Material for this exercise:
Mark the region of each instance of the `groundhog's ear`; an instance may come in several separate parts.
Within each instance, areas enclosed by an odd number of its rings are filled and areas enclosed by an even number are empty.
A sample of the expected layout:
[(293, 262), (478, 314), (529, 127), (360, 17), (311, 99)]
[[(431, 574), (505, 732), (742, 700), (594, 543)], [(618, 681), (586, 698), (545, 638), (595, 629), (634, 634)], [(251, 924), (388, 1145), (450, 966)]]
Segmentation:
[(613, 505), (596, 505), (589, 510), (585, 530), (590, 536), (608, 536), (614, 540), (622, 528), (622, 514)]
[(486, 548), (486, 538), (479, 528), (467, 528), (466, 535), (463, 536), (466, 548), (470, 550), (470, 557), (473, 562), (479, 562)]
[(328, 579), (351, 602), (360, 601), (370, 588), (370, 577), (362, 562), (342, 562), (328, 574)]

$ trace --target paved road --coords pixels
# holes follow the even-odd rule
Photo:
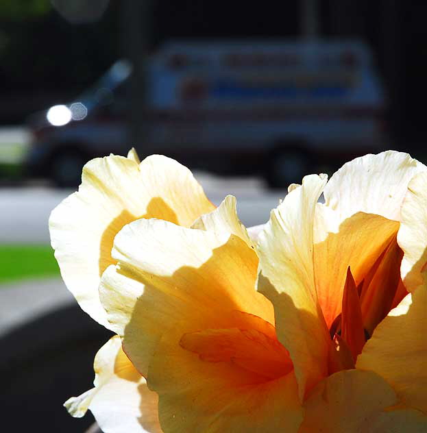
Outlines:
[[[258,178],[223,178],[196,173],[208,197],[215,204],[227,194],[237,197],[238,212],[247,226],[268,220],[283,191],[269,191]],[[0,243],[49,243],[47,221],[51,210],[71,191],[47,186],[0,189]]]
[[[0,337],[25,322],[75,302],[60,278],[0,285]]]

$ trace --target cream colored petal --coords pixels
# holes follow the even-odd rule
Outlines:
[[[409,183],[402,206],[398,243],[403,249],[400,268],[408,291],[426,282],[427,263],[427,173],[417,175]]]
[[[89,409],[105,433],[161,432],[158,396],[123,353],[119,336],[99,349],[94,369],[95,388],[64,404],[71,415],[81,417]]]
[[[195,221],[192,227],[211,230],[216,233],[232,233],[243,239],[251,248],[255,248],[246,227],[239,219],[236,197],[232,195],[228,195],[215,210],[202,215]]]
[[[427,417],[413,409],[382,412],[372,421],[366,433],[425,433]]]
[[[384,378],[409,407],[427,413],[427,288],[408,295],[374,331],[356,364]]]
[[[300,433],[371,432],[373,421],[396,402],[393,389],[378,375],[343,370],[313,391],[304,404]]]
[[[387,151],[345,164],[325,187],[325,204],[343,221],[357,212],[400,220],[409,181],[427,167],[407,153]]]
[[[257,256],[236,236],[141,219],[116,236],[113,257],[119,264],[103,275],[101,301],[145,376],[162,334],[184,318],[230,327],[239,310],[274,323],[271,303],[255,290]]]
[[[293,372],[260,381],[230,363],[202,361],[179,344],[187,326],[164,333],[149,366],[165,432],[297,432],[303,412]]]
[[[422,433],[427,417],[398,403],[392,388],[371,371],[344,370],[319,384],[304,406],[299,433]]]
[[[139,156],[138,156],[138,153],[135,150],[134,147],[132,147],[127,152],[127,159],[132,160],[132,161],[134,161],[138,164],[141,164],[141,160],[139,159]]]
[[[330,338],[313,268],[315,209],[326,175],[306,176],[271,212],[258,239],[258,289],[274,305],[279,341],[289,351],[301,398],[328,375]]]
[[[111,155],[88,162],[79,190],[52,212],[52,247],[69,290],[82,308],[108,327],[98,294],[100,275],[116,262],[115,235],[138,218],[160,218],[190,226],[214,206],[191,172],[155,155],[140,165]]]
---
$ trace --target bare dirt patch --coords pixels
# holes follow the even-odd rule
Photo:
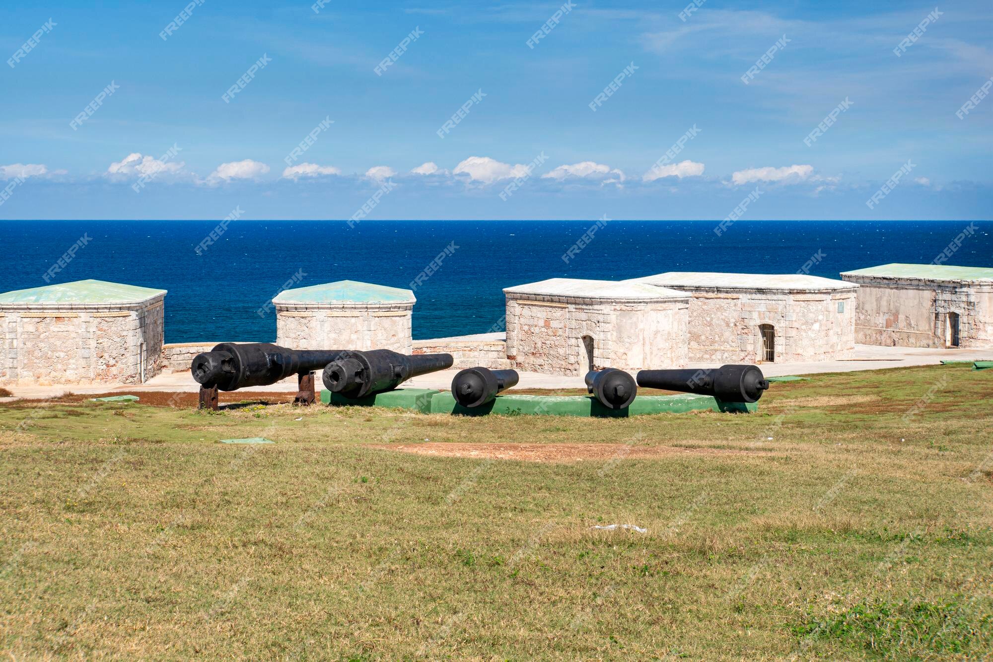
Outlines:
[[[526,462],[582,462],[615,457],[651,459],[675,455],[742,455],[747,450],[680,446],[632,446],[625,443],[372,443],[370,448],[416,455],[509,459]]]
* * *
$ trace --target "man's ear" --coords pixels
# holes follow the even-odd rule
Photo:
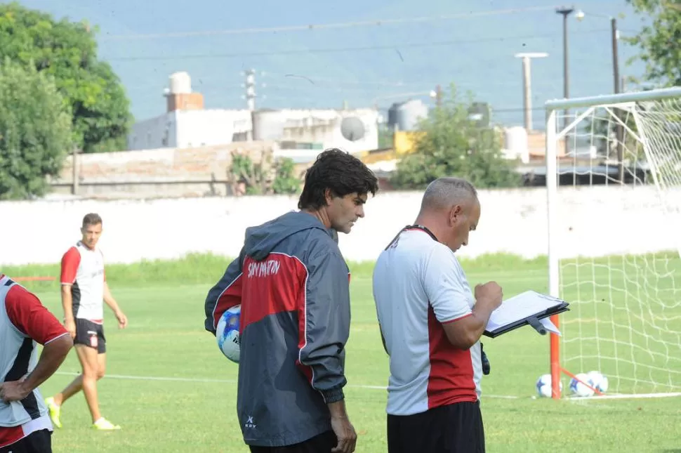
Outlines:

Exercise brief:
Copy the lines of the records from the line containing "road --coords pixels" up to and including the line containing "[[[0,337],[25,322],[75,302],[60,278],[0,285]]]", and leave the pictures out of your answer.

Response:
$ trace --target paved road --coords pixels
# holes follow the even-odd rule
Photo:
Outlines:
[[[258,178],[223,178],[196,173],[208,197],[215,204],[227,194],[237,197],[238,212],[247,226],[268,220],[283,191],[269,191]],[[0,243],[49,243],[47,221],[51,210],[71,191],[47,186],[0,189]]]
[[[0,337],[25,322],[75,302],[60,278],[0,285]]]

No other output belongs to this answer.